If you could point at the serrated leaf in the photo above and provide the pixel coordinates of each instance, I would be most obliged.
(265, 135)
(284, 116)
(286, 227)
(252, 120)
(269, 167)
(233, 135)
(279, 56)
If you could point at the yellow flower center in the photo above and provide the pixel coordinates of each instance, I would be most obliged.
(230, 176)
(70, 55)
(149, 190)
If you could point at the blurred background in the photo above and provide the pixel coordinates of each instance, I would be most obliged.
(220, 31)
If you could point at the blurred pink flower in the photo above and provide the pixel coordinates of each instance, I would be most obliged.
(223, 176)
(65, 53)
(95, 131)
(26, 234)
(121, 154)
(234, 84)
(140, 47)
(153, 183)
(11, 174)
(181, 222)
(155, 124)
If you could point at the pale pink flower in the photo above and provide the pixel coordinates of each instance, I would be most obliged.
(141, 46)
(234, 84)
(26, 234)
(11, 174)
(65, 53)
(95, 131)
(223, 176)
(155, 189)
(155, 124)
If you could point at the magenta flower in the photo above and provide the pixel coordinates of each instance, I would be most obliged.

--

* _Aim_
Render every line of the items above as a JSON list of strings, one string per line, leaving out blank lines.

* _Task response_
[
  "If you could point at the serrated leaf in the photo above and provide the pixel coordinates of each instance, I would be most obliged.",
  "(265, 135)",
  "(284, 116)",
  "(286, 227)",
  "(252, 120)",
  "(269, 167)",
  "(233, 135)",
  "(279, 56)",
  "If you could point at the yellow flower center in the photo above and provide the pixel coordinates of each instance, I would be most obliged.",
  "(230, 176)",
  "(70, 55)",
  "(149, 190)",
  "If you could point at the blurred background in the photo above and provide the pixel coordinates of each instance, I would be most obliged.",
  "(220, 31)",
  "If you could point at the blurred pink flower in the photo above and provide the pixel coordinates of each instance, I would be most obliged.",
  "(223, 176)",
  "(65, 53)",
  "(95, 131)",
  "(26, 234)",
  "(121, 154)",
  "(234, 84)",
  "(140, 47)",
  "(153, 183)",
  "(11, 174)",
  "(181, 222)",
  "(155, 124)",
  "If you could point at the pale pink flower in the photo above and provide the pixel coordinates of each instance, I would be most obliged.",
  "(141, 46)",
  "(234, 84)",
  "(26, 234)",
  "(11, 174)",
  "(65, 53)",
  "(95, 131)",
  "(223, 176)",
  "(155, 189)",
  "(155, 124)",
  "If you could point at the magenta flower in the photo above and provide the pixel coordinates of each instance, I would be most obliged."
]